▶ [REQUIRED TASK]
Each line that follows is to be retyped exactly.

◇ ◇ ◇ ◇ ◇

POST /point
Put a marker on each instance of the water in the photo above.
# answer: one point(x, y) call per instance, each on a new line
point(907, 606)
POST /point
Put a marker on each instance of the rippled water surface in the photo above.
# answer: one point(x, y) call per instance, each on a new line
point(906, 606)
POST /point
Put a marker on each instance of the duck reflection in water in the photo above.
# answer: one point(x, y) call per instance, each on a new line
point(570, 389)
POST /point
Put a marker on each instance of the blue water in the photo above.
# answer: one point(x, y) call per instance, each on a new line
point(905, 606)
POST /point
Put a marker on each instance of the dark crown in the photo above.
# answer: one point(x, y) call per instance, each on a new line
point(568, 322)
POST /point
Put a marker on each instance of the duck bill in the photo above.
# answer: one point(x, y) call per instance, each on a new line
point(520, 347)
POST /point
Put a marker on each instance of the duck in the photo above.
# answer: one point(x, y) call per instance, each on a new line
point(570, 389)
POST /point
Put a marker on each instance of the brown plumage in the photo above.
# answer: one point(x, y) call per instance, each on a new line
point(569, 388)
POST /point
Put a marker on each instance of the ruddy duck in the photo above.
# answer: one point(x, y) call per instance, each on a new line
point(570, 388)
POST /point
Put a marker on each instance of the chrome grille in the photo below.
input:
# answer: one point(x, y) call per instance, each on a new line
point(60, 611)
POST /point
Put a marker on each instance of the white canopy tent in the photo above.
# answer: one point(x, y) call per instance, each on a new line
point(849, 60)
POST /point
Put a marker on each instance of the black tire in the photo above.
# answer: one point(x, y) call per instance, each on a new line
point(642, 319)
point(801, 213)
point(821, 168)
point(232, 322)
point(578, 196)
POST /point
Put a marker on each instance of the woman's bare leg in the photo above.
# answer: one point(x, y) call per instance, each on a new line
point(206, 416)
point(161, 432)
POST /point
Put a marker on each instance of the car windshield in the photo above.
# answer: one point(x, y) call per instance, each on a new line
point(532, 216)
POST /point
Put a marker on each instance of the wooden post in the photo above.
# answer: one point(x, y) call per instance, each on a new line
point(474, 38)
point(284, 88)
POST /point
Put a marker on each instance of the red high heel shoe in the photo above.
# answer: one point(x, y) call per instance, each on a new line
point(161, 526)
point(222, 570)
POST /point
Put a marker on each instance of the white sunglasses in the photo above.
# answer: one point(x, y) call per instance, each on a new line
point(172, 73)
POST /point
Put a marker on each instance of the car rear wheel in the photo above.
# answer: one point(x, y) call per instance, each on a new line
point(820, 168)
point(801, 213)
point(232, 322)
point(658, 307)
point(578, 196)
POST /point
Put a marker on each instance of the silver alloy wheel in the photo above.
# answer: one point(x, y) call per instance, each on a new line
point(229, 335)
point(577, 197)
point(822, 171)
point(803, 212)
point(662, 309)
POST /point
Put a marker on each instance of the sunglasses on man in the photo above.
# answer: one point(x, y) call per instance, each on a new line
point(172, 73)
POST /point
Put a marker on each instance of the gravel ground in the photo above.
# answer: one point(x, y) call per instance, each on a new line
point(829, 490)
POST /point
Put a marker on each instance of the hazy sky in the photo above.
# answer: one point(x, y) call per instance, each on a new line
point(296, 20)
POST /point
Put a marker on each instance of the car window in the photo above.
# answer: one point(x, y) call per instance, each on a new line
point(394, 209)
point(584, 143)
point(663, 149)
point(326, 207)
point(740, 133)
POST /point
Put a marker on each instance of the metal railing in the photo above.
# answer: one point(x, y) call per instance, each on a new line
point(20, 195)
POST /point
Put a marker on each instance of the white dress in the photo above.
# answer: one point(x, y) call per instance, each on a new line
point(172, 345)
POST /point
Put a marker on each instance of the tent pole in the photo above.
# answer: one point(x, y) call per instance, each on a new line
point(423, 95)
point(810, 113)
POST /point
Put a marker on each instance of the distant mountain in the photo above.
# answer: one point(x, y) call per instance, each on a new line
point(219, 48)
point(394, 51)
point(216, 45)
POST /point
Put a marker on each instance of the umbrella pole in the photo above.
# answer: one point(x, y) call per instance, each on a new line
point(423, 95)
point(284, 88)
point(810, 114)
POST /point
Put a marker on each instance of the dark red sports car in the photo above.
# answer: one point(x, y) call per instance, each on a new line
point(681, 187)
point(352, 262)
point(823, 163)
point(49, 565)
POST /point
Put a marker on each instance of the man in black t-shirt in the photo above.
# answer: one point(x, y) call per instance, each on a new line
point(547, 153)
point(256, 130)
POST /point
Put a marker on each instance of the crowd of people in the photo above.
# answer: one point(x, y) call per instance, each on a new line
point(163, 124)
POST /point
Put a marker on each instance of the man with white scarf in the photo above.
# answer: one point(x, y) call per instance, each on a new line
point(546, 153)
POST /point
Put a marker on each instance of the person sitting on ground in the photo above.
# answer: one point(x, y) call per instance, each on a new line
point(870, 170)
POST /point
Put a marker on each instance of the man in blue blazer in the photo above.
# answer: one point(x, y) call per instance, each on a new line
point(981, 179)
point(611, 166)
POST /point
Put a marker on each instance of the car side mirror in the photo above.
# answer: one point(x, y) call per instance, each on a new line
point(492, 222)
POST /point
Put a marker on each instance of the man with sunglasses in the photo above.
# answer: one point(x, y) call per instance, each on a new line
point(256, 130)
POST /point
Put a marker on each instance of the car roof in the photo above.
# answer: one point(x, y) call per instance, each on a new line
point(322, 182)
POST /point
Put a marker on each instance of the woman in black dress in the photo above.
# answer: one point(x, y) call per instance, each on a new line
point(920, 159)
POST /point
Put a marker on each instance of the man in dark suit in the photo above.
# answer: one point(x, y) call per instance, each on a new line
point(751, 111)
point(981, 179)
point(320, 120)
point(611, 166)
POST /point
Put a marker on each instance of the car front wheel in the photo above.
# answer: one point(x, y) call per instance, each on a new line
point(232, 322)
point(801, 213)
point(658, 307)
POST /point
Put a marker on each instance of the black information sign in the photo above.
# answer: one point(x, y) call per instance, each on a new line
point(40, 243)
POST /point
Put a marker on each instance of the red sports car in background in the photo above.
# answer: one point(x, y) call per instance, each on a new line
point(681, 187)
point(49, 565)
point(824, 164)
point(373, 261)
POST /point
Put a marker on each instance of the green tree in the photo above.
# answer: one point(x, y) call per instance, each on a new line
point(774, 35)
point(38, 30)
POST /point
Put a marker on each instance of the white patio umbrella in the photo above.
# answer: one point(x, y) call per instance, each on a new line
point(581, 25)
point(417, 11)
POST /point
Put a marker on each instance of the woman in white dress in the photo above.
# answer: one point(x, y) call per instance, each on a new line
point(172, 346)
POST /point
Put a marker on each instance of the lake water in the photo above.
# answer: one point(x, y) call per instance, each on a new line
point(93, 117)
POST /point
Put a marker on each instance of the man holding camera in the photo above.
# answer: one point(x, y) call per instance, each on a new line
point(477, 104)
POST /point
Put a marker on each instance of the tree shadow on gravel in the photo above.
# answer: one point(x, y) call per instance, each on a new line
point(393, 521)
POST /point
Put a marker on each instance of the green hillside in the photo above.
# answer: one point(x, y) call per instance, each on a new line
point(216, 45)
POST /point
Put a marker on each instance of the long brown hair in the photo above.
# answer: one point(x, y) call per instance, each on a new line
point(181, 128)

◇ ◇ ◇ ◇ ◇

▶ [TASK RESULT]
POST /point
Put a marker on each instance of the water in the photo above.
# answer: one point(x, y) call per instance, each on a new line
point(907, 606)
POST /point
Put a marker on each instance of the rippled water surface in the photo above.
# answer: one point(x, y) call per instance, each on a new line
point(906, 606)
POST /point
Put a marker on each instance of the duck reflection in water in the photo above.
# answer: one point(x, y) call per instance, each on a new line
point(570, 389)
POST /point
Put a marker on each instance of the blue water in the photo above.
# answer: one point(x, y) call per instance, each on a new line
point(905, 606)
POST /point
Put a marker on each instance of the dark crown in the photo above.
# answer: one point(x, y) call per instance, each on a new line
point(568, 322)
POST /point
Put a marker on each instance of the duck bill in the photo above.
# answer: one point(x, y) call per instance, each on a new line
point(520, 347)
POST /point
Put a marker on each instance of the duck in the photo above.
# answer: one point(x, y) call per instance, each on a new line
point(570, 389)
POST /point
Put a marker on each instance of the brown plumage in the photo above.
# answer: one point(x, y) call per instance, each on a new line
point(569, 388)
POST /point
Put a marker on each instance of the ruddy duck in the photo above.
# answer: one point(x, y) call per instance, each on a new line
point(570, 388)
POST /point
Put a marker on each instance of the chrome grille in the photo below.
input:
# answer: one point(x, y) call per instance, each on a new line
point(60, 611)
POST /point
Put a marker on each instance of the white canopy tent in the photo above.
# answer: one point(x, y) call per instance, each on a new line
point(849, 60)
POST /point
Put a marker on each instance of the black tire in the photo above.
# answer: one point(x, y) call per instance, each on a new line
point(642, 319)
point(801, 213)
point(821, 168)
point(232, 322)
point(578, 196)
POST /point
Put a marker on each instance of the woman's bare leg in the photo above.
# answer: one point(x, y) call per instance, each on a new line
point(206, 416)
point(161, 432)
POST /point
Put a marker on each instance of the car windshield in the photo above.
# answer: one point(x, y) call per instance, each on a new line
point(532, 216)
POST /point
Put a marker on each instance of the wooden post in the photo above.
# answer: one point(x, y) call per instance, each on a new line
point(474, 38)
point(284, 88)
POST /point
Put a marker on each instance of the red high heel shoe in the photo above.
# answer: one point(x, y) call per instance, each on a new line
point(161, 526)
point(222, 570)
POST /point
Put a marker on each instance of the white sunglasses in the photo above.
# answer: one point(x, y) call per instance, each on a new line
point(172, 73)
POST /point
Put a marker on each instance of the car rear wheel in the photo above.
# answer: one point(x, y) call per instance, each on a new line
point(820, 168)
point(801, 213)
point(232, 322)
point(658, 307)
point(578, 196)
POST /point
Put a marker on each instance of the silver alloy wheel in the photo above.
# answer: one point(x, y) call per instance, each on a new line
point(229, 335)
point(577, 197)
point(822, 171)
point(803, 212)
point(662, 309)
POST /point
Put a marker on each instance of the sunglasses on man in the photo above.
# answer: one point(x, y) call per instance, each on a new line
point(172, 73)
POST /point
Put a marker on each instance of the gravel ground in the photo above.
# answer: one point(x, y) call per instance, each on a new line
point(829, 490)
POST /point
Put a marker on each instance of the hazy sky in the photo above.
# answer: one point(x, y) call per instance, each on a new line
point(296, 20)
POST /point
Put a marker on each instance of the car window in the photo above.
# answer: one point(x, y) call per instance, each on a new line
point(394, 209)
point(584, 143)
point(663, 149)
point(326, 207)
point(740, 133)
POST /point
Put a marker on each instance of the metal railing in the photo above.
# answer: one point(x, y) call per instance, each on a new line
point(20, 195)
POST /point
Put a marker on each instance of the white dress in the photo above.
# answer: one point(x, y) call per instance, each on a new line
point(172, 345)
POST /point
Put a marker on each instance of the tent pole in the photo above.
# answer: one point(x, y) call per instance, each on a new line
point(423, 95)
point(810, 113)
POST /point
Put a marker on each instance of the distant mountain in the photo above.
# answer: one point(x, y) call per instance, each on a new line
point(219, 48)
point(394, 51)
point(216, 45)
POST /point
Put a marker on each instance of the umbrella pole in the photo above.
# answer: one point(x, y) call per instance, each on a new line
point(423, 95)
point(284, 88)
point(810, 114)
POST /point
Put a marker on each instance of the dark red sports car in the photo above.
# answer: one point(x, y) call per instance, each on a new line
point(681, 187)
point(352, 262)
point(823, 163)
point(49, 565)
POST /point
Put a marker on each instance of the man in black t-shirt in the photo above.
# answer: one point(x, y) call per instance, each on a new line
point(547, 153)
point(256, 130)
POST /point
Put a marker on each instance of the crowd of people in the photo above.
# answer: one point(x, y) call per instance, each on a new line
point(163, 124)
POST /point
Put a marker on each instance of the man with white scarf in the photo above.
# answer: one point(x, y) call per instance, each on a new line
point(546, 153)
POST /point
Put a marker on each instance of the person sitting on ground in the photo above.
# answer: one point(x, y) call per instance, each on a new line
point(870, 170)
POST /point
Put a marker on each instance of the man in blue blazer in the photo above.
# answer: one point(x, y) call per instance, each on a new line
point(981, 179)
point(611, 166)
POST /point
Put a marker on each instance of the car side mirror in the photo above.
# answer: one point(x, y) call per instance, each on a new line
point(492, 222)
POST /point
Put a marker on each instance of the man with sunglasses in the photo above.
# answer: one point(x, y) call per instance, each on a new line
point(256, 130)
POST /point
Put a marker on each instance of the car roof in the photo above.
# answer: one point(x, y) call per instance, each on a new line
point(322, 182)
POST /point
Put a marker on each instance of the woman in black dress in the photo above.
# answer: one point(x, y) call per instance, each on a new line
point(920, 159)
POST /point
Put a marker on each instance of the man in dark suit in the photo above.
# answer: one point(x, y) call per instance, each on a new line
point(751, 111)
point(981, 179)
point(320, 120)
point(611, 166)
POST /point
Put a marker on each instance of the car front wheel in the photo above.
# answer: one point(x, y) call per instance, each on a new line
point(232, 322)
point(801, 213)
point(658, 307)
POST /point
Put a marker on each instance of the black information sign in the photo above.
# answer: one point(x, y) call per instance, each on a new line
point(40, 243)
POST /point
Put a marker on each instance of the red sports car in background in the photo above.
# answer: one point(x, y) call per instance, each on a new line
point(681, 187)
point(49, 565)
point(824, 164)
point(373, 261)
POST /point
Put a marker on each instance of the green tree in the photo above.
# answer: one point(x, y) call per instance, each on a new line
point(774, 35)
point(38, 30)
POST /point
Put a marker on each instance of the white patio umbrella in the photo above.
# answer: one point(x, y) call per instance, each on a new line
point(581, 25)
point(417, 11)
POST /point
Put a marker on each instance of the woman in white dress in the photo above.
# answer: one point(x, y) call per instance, each on a new line
point(172, 346)
POST /point
Put a marker on each instance of the lake water in the photo above.
# answer: one point(x, y) call per instance, each on a new line
point(93, 117)
POST /point
Put a marker on each instance of the man holding camera in the photo above.
# answer: one point(x, y) call per instance, each on a new line
point(477, 104)
POST /point
Put a marker on each instance of the tree shadow on gravel in the photo above.
# answer: one point(x, y) call per instance, each on a new line
point(393, 521)
POST /point
Put a marker on each instance of the green hillside in the photo above.
# answer: one point(x, y) call per instance, each on a new line
point(216, 45)
POST /point
Put a marker on each instance of the long brown hair in the photo above.
# answer: one point(x, y) call per instance, each on a new line
point(181, 128)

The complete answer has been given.